EXTRACT TO READ:
****
For Dipolmacy, which may end in a draw including some of the players and excluding others, the ratings give the losers a score of zero each and split one point between the winners. For example, suppose the seven players in Diplomacy are rated 1200, 1300, 1400, 1500, 1600, 1700, 1800. Their expected scores would be 0.014, 0.025, 0.045, 0.079, 0.141, 0.251, 0.446 respectively. If the latter three share in a three-way draw, the actual scores would be 0, 0, 0, 0, 0.333, 0.333, 0.333. With a K factor of 100, the ratings adjustments would be -1, -3, -4, -8, +19, +8, -11 respectively. Note that expectations on the top-rated player are so high that a three-way draw is actually a sub-par performance that costs points. --Fritzlein 19:27, 10 March 2006 (UTC)

[edit] Confusion About The Confusion

Is there really any likelihood that the "ELO rating system" will be confused with the acronym for the 70's band "Electric Light Orchestra"? --BadSanta

It seems to me that the disambiguation at ELO should be enough, since to even get to this page you have to say something about rating systems. Does the Electric Light Orchestra page need a link to this one for people who want to know about chess ratings?
****
DATA LINES:
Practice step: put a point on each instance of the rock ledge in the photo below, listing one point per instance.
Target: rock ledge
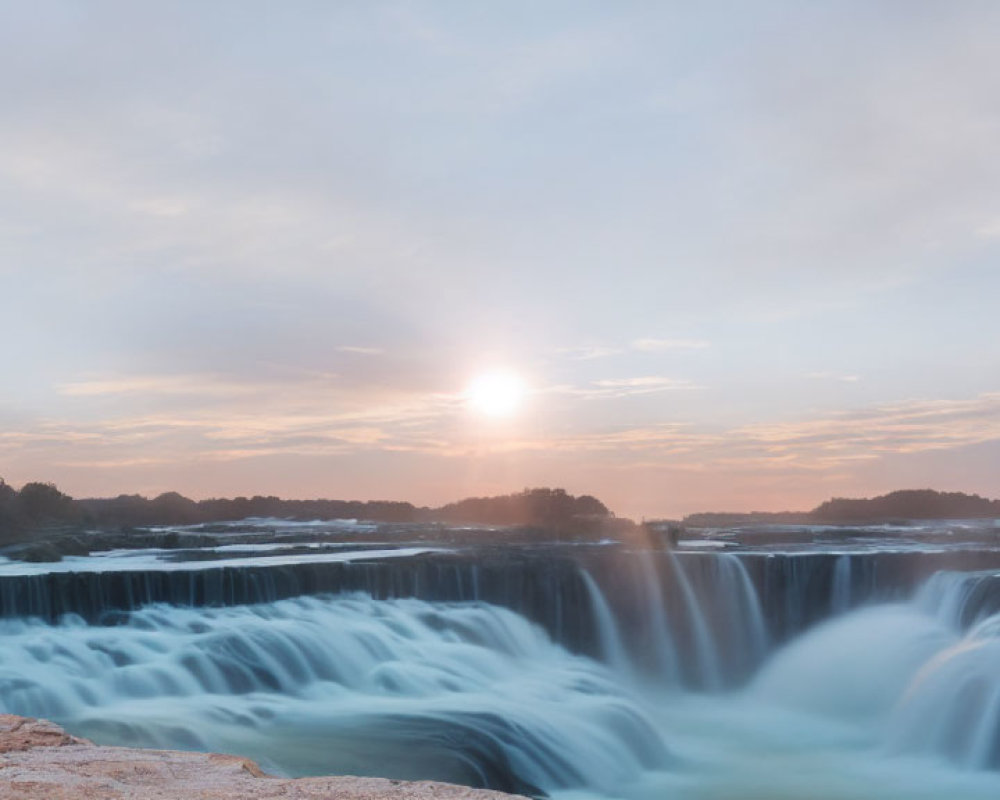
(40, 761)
****
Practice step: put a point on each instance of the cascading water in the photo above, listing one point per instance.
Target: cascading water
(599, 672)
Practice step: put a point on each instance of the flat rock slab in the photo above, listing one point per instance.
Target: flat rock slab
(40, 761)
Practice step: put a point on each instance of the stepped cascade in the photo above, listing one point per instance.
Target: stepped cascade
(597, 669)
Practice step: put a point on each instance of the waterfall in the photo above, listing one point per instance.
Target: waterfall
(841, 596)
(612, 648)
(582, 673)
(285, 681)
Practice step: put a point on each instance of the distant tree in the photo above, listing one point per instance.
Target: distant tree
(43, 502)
****
DIRECTIVE 1:
Summarize the Elo rating discussion above in two sentences.
DIRECTIVE 2:
Resume the Elo rating discussion above, starting after its last sentence.

WRITTEN ANSWER 1:
For Diplomacy, the ratings give each loser a score of zero and split one point among the winners, and in the worked example a three-way draw costs the top-rated player points because expectations on that player are so high. A separate thread asks whether the Elo rating system is likely to be confused with the band Electric Light Orchestra, and one reply suggests that the disambiguation at ELO should be enough.

WRITTEN ANSWER 2:
[edit] Formula for Ea, Eb

Is there a way to make the formula for calculating Ea and Eb more clear? When I read it the denominator looks like 1+10*(Ra-Rb)/400, which didn't work mathmatically. I had to research some other sites before I found that it was actually 1+10^((Ra-Rb)/400). Did anyone else have this problem? PK9 03:54, 24 October 2005 (UTC)

Would parentheses around the exponent help? I think the formula is clear now, but of course I'm expecting the right answer, which makes it easier to see. I believe that for most readers the current layout is easier to comprehend than it was when it was in plain text, even though the plain text is unambiguous, as your paragraph above demonstrates. Please experiment with the math markup if you have any ideas. --Fritzlein 20:16, 25 October 2005 (UTC)

I also had the same problem. The ideal thing would be to superscript the exponent more. The parentheses around the exponent didn't help me but thanks for trying. Other text formulas use a caret for the exponent -- while it looks amateurish, it's actually clearer. erixoltan 11/9/2006.

[edit] Jeff Sonas' site

chessmetrics.com for more info on his rating system, since it has changed a bit since 2002. 128.6.175.26 17:53, 2 February 2006 (UTC)

[edit] Elo or ELO?

I think all the instances of this word should be spelled in lower-case: "Elo".Chvsanchez 04:03, 4 April 2006 (UTC)

I also would prefer to always spell it "Elo". Given that it is not an acronym, I don't understand the capitalization. Unfortunately, for whatever reason, "ELO" seems to be standard. --Fritzlein 17:42, 4 April 2006 (UTC)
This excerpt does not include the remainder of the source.